→ Text excerpt:
The revenue banks make from customer fees is under threat from increased competition and regulation. According to new research from Accenture, Australian banks risk losing as much as 9 per cent of their retail revenue if fees from overdrafts, cross-border payments and foreign transactions dry up.
As more competitors emerge with no-fee banking services, the research argues banks can offset this revenue loss and increase revenue by up to 11 per cent with new services. But only if customers trust them.
The research, Purpose Driven Banking – looking beyond COVID-19, is based on quantitative analysis of retail banks’ revenue pools across 12 markets and a survey of 15,000 global banking customers – including over 1000 Australians.
“Whether in one year or five, the billions in revenues that traditional banks collect annually for basic services and penalties, like overdraft fees, will erode,” said Alan McIntyre, senior managing director and global head of Accenture’s Banking practice.
“Banks that proactively cannibalise this diminishing revenue by helping customers manage their money better will earn their trust, which benefits both parties. The economic logic is simple: Better advice leads to better customer decisions, which create more wealth over time — more wealth for banks to help manage.”
Fifty per cent of respondents in Australia said they would pay an extra fee to get additional services from their bank (higher than the 55 per cent global average, and compared to 72 per cent in Hong Kong, 48 per cent in the US, 46 per cent in the UK).
Services that consumers say they would pay for include discounts on daily expenses based on spending patterns, a personal loan fully tailored to customers’ needs and long-term planning to help meet customers’ long-term plans.
When it comes to establishing trust, the pressure is on Australian incumbent banks which are navigating the fallout from the royal commission coupled with the financial pressure Australian households are facing during the COVID-19 pandemic.
“With Australia entering its first recession in 29 years, it is key that banks position themselves as socially responsible, trusted partners who help both customers and businesses weather the storm, delivering personalised, meaningful and empathetic interactions and proactive support,” Alex Trott, Banking Lead, Accenture Australia and New Zealand.

→ Task statement:
In the article on bank fee revenue, what share of their retail revenue could Australian banks lose if fees from overdrafts, cross-border payments and foreign transactions dry up?

→ Dataset records:
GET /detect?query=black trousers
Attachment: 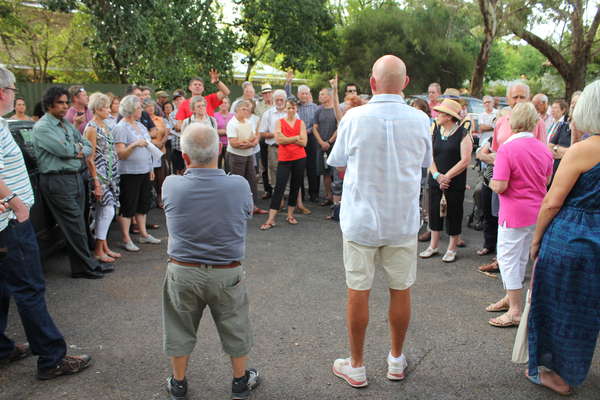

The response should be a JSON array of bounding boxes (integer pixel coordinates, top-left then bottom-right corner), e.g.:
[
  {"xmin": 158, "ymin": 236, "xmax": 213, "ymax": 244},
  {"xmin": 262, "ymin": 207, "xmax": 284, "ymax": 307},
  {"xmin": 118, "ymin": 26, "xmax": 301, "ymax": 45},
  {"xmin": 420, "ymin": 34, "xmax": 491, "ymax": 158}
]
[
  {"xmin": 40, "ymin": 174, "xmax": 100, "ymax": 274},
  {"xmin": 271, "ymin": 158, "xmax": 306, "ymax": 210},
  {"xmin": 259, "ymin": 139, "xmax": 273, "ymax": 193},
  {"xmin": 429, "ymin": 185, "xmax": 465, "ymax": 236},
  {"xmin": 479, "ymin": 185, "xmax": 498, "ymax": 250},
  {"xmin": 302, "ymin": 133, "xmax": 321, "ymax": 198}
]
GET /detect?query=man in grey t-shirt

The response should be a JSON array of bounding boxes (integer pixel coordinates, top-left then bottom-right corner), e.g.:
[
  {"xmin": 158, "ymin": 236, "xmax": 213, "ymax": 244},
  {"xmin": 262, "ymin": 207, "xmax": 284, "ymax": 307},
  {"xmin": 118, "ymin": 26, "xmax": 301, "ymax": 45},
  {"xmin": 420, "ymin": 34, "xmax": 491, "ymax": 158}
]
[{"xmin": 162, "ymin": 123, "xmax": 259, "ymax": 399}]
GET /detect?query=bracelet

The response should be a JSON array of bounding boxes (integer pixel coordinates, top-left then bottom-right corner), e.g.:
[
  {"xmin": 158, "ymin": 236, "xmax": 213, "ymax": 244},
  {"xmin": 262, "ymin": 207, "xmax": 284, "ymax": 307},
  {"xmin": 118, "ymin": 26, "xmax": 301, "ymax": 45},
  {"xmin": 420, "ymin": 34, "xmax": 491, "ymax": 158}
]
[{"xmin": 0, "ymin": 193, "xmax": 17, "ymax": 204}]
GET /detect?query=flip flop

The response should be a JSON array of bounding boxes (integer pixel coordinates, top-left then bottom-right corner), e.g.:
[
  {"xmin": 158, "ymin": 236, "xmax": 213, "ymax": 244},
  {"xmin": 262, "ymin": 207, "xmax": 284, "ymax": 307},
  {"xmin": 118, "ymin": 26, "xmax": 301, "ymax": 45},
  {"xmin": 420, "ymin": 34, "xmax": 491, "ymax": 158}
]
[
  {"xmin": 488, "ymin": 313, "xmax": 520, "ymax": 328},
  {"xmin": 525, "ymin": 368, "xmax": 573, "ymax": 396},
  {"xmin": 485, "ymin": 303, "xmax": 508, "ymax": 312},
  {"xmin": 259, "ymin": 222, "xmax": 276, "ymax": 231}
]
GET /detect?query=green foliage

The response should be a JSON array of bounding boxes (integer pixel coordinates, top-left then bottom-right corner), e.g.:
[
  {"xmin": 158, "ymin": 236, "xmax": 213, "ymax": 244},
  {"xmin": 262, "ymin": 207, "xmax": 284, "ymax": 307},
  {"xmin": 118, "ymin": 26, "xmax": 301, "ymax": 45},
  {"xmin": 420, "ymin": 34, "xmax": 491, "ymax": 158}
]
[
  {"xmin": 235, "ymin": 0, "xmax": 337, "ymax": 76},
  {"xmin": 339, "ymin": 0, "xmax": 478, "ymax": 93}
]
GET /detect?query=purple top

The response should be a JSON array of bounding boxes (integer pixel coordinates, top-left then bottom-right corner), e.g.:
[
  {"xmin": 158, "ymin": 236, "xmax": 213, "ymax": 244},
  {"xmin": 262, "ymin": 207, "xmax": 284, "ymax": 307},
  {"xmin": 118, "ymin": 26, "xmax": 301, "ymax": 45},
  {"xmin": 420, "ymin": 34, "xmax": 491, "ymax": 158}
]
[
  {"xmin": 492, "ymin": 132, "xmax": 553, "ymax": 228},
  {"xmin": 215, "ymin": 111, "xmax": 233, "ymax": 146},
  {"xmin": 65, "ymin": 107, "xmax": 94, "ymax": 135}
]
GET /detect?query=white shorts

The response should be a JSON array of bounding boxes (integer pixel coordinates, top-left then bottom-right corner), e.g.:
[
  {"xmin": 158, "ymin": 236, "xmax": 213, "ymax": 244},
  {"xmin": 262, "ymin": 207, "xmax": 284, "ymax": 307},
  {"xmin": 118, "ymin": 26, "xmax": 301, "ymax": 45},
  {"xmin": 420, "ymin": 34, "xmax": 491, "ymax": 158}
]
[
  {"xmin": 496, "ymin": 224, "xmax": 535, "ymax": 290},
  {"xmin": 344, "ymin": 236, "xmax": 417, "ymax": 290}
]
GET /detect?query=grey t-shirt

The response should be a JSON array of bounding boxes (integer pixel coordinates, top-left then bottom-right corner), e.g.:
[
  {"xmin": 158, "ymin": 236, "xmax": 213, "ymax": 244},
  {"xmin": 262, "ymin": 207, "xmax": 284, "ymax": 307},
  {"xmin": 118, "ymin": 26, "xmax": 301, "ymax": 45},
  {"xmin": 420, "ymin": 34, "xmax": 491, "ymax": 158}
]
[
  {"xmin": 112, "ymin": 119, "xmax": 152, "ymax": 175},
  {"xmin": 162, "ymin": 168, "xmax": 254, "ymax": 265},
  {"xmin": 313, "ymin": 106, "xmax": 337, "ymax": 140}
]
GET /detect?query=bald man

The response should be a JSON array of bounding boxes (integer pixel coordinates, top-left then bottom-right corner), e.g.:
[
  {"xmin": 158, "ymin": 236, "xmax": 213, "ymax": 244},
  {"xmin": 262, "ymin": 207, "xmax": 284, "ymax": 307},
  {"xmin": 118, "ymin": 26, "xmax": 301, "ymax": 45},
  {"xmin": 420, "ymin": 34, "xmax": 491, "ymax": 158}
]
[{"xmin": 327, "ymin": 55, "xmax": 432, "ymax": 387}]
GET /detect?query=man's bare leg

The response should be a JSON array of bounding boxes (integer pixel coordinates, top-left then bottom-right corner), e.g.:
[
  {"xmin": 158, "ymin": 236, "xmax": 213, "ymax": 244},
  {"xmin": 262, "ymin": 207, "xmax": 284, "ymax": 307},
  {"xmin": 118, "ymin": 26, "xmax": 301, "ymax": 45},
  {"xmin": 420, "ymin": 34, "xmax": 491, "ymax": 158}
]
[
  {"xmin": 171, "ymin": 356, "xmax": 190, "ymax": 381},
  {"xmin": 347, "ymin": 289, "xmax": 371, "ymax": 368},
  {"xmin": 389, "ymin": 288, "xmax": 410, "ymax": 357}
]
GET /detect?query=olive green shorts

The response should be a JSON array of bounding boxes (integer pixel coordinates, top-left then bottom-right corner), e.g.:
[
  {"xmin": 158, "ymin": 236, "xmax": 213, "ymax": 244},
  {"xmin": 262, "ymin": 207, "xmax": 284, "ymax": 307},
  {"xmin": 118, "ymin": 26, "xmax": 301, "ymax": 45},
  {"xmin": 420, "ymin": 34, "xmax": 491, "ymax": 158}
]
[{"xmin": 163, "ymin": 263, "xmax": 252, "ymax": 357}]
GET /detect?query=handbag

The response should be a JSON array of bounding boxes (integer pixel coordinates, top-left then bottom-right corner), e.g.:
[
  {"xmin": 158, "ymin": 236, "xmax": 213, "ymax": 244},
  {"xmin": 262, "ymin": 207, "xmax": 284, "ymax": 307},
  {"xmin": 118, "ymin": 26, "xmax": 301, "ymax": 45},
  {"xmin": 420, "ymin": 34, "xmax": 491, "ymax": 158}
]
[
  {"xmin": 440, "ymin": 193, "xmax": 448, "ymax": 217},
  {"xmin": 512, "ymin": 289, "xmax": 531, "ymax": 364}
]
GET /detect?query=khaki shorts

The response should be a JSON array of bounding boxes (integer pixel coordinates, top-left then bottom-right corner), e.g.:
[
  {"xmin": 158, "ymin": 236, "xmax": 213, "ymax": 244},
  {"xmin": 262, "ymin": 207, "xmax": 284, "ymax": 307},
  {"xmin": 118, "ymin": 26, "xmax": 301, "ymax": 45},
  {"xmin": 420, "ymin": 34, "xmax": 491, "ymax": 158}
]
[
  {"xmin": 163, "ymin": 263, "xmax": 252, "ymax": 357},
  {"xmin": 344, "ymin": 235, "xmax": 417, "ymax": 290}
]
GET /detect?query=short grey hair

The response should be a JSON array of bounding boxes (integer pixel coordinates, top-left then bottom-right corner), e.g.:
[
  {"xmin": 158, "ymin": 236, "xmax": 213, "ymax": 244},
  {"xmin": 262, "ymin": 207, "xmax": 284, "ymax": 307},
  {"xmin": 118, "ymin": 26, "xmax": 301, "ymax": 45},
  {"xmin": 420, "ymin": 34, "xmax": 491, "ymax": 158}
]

→ Answer for the task:
As much as 9 percent.